_Short exercise:_ Reproduce every line of the listing below without any change, from the first line through the last.

--- --- ---

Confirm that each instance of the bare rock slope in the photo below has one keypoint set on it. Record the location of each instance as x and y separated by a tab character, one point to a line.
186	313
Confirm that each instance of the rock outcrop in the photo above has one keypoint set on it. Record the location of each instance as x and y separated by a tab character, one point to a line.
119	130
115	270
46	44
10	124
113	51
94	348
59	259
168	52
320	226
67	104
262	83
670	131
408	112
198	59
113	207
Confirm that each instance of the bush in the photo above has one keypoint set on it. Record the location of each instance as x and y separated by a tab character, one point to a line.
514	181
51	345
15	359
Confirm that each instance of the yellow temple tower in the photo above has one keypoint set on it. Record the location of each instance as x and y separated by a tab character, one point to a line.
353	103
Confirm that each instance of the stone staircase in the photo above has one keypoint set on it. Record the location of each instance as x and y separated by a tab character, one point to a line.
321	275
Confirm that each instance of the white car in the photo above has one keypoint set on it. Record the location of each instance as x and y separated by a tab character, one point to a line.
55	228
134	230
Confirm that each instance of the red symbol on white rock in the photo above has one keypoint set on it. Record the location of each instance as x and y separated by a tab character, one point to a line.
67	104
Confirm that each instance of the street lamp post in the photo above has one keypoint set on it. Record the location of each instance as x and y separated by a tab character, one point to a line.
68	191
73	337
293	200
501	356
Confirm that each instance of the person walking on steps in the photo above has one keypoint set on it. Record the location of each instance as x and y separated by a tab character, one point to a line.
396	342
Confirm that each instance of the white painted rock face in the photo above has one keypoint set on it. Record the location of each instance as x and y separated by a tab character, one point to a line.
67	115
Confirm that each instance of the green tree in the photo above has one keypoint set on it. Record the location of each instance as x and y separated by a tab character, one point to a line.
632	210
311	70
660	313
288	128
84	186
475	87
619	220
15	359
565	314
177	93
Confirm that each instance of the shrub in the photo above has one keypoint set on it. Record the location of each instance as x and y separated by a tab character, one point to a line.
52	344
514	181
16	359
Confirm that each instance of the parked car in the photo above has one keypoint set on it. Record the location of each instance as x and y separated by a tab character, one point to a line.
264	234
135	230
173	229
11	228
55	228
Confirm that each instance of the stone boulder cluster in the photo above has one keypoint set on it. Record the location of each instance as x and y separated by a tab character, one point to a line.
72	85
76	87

--- --- ---

_Response below:_
Confirm that each instance of the bare rock slope in the photo below has one keypoint set on it. Record the location of each instance as x and y separated by a tab character, one point to a line.
186	313
Confirm that each instance of the rock outcrop in the photo above has one keypoint set on it. Record the location of each instance as x and y separated by a tab character, one point to a line.
119	130
115	270
46	44
10	124
113	51
94	348
59	259
168	52
320	226
67	104
262	83
670	131
408	112
198	59
113	207
Confirm that each instance of the bush in the photo above has one keypoint set on it. Record the location of each instance as x and y separated by a tab character, one point to a line.
514	181
51	345
15	359
Confirm that each instance of the yellow temple tower in the photo above has one keypoint set on it. Record the location of each instance as x and y separated by a tab character, one point to a line.
353	103
Confirm that each instance of the stone staircase in the photo above has one keypoint set on it. Record the location of each instance as x and y separated by a tab character, one point to a line.
321	275
Confirm that each instance of the white car in the photo above has one keypoint set on it. Record the location of each instance as x and y separated by a tab character, one point to a line.
55	228
134	230
Confirm that each instance of the red symbol on white rock in the photo above has one keypoint set on it. Record the location of each instance as x and y separated by a tab character, one point to a line.
67	104
Confirm that each instance of the street lamp post in the photo above has one keypoint set on it. Record the location of each instance as x and y separated by a tab character, one point to a line.
68	191
73	337
293	200
501	356
Confirm that each instance of the person walking on steps in the photo above has one keypoint set on it. Record the location of each instance as x and y separated by a tab character, one point to a line.
396	342
Confirm that each instance of the white painted rock face in the photo above has one keypoint set on it. Record the location of each instance as x and y separated by a tab character, one point to a line.
67	115
Confirm that each instance of the green tree in the photo above has one keypoint set on it. Record the location of each instance as x and y separated by a tab character, one point to a line.
632	210
311	70
660	313
288	128
84	186
475	87
619	220
15	359
565	314
177	93
Confirm that each instance of the shrub in the photo above has one keypoint set on it. Record the location of each instance as x and y separated by a tab character, one point to a line.
52	344
514	181
16	359
Confirm that each instance of the parked car in the photo above has one keypoint set on it. Record the location of each instance as x and y separated by a tab character, one point to a line.
264	234
135	230
173	229
11	228
55	228
Confirm that each instance of the stone boulder cluster in the photo above has one keypoint set on it. Record the location of each instance as x and y separated by a tab character, one point to a line.
72	85
76	87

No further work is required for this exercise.